▶ Set task
Starting at the line that holds "Exercise. Point out the bucket", copy every line exactly through the end of the data, and no others.

# Material provided start

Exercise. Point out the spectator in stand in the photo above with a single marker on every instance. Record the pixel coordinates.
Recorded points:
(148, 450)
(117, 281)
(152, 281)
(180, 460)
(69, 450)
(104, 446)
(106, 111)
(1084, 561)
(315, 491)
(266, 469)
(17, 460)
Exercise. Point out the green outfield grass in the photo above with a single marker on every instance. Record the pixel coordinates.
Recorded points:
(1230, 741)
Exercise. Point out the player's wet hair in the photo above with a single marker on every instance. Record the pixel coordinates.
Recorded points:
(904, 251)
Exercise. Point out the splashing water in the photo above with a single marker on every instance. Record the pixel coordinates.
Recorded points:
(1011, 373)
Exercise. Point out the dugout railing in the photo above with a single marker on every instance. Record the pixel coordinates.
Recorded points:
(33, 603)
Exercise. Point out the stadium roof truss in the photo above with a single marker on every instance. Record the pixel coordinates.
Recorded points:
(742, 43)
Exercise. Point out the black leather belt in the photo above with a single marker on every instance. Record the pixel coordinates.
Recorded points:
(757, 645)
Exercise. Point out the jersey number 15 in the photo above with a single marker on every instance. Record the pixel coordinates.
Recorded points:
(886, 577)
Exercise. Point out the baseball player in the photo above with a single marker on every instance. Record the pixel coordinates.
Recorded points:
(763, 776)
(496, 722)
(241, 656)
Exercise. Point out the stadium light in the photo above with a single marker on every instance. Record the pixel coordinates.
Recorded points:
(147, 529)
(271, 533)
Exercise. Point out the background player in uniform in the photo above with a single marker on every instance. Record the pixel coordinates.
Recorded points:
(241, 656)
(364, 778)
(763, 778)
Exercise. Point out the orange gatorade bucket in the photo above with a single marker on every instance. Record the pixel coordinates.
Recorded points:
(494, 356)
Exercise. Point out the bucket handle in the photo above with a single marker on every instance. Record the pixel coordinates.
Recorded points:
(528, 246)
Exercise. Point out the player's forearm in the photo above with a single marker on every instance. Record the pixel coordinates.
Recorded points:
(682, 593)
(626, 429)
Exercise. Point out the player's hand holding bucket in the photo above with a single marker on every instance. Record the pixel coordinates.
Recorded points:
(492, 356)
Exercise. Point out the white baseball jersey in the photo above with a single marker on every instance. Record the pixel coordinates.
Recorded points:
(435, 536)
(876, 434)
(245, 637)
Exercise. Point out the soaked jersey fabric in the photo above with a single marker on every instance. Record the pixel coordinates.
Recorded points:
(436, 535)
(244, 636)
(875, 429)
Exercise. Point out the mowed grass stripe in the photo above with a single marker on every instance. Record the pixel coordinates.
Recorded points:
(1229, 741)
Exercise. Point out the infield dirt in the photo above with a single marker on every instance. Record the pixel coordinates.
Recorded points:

# Material provided end

▶ Exercise answer
Exercise. Point out the bucket handle in the photo above with a single marker on every instance. Record the pixel coordinates.
Recorded points:
(528, 246)
Exercise. Point out the player's forearm in the photo above with a single marker on every instance. Record the pixel coordinates.
Recorded points:
(682, 593)
(626, 429)
Exercise. Point out the player's hand holding bucket in the photo above with a single marker on every instance. Record the pixel coordinates.
Recorded points:
(492, 356)
Exercise. Point out the white baseball jersey in the photo above with a single marker on every instance. Record the pixel coordinates.
Recorded points:
(435, 536)
(876, 434)
(245, 637)
Exercise. Point out the soaked jersey fabric in the photo above with a single marker on every instance. Record the pixel coordinates.
Recorded points:
(436, 535)
(244, 636)
(875, 429)
Exercise. Point out the mowed grass stripe in the photo above with a single marker on every instance. Record the pixel coordinates.
Recorded points:
(1229, 741)
Exercise. Point out the infield dirt in the photo above with a single marker on every instance. Record the pixel coordinates.
Recorded points:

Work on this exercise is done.